▸ **The task**
Rewrite everything in the material from the line containing "Expected content: lanyard" down to the line containing "158 48 184 66", switching "lanyard strap" to "neck strap" and leaving everything else unchanged.

▸ **Data for the task**
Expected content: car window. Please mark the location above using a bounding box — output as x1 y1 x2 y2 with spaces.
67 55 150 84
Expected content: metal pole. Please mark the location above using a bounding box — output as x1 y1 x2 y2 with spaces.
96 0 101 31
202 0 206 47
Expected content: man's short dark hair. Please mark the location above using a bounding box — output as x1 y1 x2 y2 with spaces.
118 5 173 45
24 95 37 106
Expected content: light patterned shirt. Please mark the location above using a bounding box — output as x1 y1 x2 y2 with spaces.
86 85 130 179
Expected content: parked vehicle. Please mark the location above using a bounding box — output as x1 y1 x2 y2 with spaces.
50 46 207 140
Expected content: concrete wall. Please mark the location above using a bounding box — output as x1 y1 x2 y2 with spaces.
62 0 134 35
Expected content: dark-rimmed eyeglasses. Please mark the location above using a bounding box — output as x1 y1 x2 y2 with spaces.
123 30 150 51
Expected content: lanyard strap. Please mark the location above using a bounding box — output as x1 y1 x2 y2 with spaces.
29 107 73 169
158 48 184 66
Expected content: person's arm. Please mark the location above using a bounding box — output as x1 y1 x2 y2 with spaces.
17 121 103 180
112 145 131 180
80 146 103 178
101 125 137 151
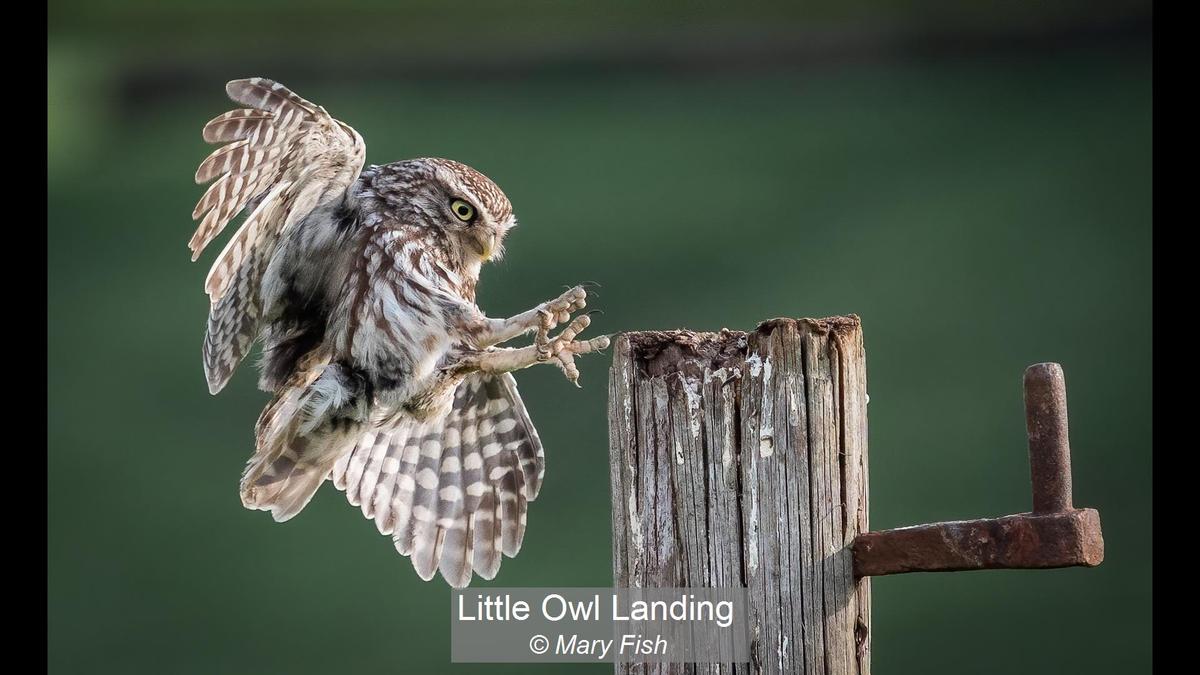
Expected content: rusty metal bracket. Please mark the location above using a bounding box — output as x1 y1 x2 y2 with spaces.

▸ **Answer in full**
Expected content: neck strap. Please mark the location above using a bounding box — output as x1 y1 x2 y2 with spaces.
29 107 73 169
158 48 184 66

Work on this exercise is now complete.